*** AVAILABLE DATA ***

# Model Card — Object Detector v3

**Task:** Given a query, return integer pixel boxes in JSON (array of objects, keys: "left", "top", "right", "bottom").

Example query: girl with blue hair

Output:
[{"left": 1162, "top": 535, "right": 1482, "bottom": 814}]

*** End of AVAILABLE DATA ***

Whenever a line of the data holds the string "query", pick that line out.

(EXERCISE SOLUTION):
**Task:** Given a query, return integer pixel boxes in JSON (array of objects, keys: "left", "top", "right", "bottom").
Example query: girl with blue hair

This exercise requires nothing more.